> PROMPT
Starting with the line that contains "Pretty please, detect the door", write out each line through the end of the listing, unchanged. Output nothing else.
::: SUPPLIED RECORDS
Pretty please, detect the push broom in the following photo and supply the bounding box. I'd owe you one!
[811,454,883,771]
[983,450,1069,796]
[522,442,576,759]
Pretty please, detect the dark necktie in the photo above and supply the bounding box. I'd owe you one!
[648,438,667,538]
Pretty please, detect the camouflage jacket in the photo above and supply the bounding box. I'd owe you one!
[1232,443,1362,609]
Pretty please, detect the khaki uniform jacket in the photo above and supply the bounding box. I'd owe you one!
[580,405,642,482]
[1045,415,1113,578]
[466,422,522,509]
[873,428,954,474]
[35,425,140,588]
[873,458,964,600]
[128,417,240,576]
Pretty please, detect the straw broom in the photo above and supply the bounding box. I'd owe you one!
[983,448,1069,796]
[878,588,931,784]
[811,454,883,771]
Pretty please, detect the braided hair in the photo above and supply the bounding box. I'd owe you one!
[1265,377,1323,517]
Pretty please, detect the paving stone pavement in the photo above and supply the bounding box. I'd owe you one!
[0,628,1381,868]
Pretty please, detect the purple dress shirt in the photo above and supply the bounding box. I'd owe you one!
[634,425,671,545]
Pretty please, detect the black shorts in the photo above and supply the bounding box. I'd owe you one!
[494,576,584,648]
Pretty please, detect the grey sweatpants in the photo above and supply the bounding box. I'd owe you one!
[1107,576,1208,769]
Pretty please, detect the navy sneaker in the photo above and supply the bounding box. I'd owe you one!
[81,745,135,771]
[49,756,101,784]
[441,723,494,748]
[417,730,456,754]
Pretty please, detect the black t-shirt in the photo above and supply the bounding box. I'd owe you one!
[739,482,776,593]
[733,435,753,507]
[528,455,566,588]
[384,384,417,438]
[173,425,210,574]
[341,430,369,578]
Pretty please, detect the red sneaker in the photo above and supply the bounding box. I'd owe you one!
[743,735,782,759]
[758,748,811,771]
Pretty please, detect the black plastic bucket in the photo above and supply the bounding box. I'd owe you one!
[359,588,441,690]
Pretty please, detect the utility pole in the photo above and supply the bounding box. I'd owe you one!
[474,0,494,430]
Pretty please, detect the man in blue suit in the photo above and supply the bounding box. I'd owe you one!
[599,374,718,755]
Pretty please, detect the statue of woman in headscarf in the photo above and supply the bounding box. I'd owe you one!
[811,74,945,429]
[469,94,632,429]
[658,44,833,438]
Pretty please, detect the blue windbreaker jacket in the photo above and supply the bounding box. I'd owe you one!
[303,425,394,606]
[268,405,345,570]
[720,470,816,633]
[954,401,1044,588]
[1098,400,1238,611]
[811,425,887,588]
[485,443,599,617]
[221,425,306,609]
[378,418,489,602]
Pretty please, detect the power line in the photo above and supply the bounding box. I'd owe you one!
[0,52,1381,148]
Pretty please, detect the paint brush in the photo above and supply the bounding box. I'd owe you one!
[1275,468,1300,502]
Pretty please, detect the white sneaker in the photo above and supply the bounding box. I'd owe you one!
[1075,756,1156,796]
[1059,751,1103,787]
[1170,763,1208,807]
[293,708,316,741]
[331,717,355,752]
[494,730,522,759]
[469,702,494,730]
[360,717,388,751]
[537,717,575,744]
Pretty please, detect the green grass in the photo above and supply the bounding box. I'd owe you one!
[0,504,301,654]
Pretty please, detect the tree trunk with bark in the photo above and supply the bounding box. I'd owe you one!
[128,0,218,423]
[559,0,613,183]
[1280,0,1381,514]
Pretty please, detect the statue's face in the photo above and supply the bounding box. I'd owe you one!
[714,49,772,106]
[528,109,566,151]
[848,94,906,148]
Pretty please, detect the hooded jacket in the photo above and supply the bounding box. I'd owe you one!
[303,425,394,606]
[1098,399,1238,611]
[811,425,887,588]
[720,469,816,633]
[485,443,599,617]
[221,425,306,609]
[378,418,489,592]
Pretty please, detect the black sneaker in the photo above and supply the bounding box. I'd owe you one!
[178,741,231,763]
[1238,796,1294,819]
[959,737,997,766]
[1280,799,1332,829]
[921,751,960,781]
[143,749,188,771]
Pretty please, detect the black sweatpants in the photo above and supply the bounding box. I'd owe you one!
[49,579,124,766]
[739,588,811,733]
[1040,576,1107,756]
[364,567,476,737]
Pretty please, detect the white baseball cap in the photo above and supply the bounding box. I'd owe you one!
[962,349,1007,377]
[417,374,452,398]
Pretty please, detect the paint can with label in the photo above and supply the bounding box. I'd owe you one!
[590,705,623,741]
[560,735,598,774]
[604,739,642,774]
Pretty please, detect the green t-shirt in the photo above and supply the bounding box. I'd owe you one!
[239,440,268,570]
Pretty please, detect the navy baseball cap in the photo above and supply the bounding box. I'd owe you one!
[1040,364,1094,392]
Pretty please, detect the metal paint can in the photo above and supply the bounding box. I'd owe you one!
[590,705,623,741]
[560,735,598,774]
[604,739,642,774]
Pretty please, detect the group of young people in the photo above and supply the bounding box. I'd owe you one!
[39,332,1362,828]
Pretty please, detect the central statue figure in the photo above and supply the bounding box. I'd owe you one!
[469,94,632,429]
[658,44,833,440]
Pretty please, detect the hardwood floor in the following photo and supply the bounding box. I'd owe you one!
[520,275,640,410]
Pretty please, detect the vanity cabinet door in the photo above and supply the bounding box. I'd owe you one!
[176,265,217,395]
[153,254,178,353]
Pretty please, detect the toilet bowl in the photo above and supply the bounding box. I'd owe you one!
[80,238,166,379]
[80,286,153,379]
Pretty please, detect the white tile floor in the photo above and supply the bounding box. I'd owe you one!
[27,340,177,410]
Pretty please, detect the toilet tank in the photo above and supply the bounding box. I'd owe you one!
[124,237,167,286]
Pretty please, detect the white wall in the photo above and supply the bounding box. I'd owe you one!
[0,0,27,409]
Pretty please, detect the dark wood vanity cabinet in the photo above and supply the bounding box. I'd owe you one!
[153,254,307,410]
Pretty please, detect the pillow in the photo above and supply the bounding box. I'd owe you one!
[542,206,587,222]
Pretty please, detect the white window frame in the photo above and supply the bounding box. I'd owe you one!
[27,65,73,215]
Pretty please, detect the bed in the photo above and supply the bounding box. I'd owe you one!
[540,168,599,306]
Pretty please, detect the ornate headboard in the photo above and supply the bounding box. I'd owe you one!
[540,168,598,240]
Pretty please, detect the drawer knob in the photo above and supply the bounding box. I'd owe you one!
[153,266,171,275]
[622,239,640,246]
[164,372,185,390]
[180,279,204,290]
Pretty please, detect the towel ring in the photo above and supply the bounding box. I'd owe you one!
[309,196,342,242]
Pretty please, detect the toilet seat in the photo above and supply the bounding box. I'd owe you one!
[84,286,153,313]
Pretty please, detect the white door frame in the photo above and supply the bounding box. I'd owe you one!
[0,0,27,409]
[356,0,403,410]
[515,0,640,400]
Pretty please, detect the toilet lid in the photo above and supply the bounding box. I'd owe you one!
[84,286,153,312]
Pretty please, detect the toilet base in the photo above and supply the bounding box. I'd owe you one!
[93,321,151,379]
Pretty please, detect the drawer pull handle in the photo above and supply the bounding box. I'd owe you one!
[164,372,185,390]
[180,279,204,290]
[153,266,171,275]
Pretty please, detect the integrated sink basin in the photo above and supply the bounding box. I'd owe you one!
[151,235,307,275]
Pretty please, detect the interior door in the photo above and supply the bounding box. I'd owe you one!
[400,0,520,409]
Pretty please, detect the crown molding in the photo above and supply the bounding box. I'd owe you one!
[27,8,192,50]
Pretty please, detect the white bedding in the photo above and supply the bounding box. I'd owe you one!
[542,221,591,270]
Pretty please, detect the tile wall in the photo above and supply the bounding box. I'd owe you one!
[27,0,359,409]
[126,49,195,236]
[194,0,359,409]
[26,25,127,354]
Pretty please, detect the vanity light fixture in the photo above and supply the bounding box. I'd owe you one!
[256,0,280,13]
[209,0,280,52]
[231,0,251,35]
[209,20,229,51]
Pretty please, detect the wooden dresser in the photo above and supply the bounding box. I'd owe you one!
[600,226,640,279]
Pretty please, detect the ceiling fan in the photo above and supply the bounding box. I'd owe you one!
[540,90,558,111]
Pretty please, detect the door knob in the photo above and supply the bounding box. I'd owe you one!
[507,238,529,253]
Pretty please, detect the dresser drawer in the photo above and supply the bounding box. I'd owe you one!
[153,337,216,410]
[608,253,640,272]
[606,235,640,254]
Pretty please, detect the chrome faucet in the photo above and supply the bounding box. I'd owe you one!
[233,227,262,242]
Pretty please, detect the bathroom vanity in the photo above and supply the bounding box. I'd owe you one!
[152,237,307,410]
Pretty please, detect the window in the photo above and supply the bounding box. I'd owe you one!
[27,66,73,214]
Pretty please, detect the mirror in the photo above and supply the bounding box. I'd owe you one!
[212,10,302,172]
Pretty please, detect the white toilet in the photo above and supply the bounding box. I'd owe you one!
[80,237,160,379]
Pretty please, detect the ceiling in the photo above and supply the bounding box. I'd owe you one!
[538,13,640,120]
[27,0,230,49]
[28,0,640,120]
::::::
> RESULT OF THE TASK
Pretty please, detect the door knob in the photo above and supply the bounding box. I'd owe you one!
[507,238,529,253]
Pretty please, detect the dresser drawer in the photo above and supply the bounding box. I'd owe you one!
[153,337,216,410]
[608,253,640,272]
[606,235,640,254]
Pretty please, detect the chrome faucet in the photo above and supply the bounding box. I'd owe you one!
[233,227,262,242]
Pretty please, detect the bathroom vanity in the photo above and supply the bounding box. I'd owe you one!
[152,237,307,410]
Pretty please, detect the window in the photo above and supply the bounding box. I'd owe you one!
[27,66,73,214]
Pretty please, detect the mirror in the photo above and supply the bounding box. I'd owe you one!
[212,10,302,172]
Pretty please, detect the white toilet in the photo above and supply the bounding box. I'd owe you one!
[80,237,160,379]
Pretty please, detect the ceiling in the photo above and supply the bounding box. I'd owe you one!
[538,13,640,120]
[27,0,230,49]
[28,0,640,120]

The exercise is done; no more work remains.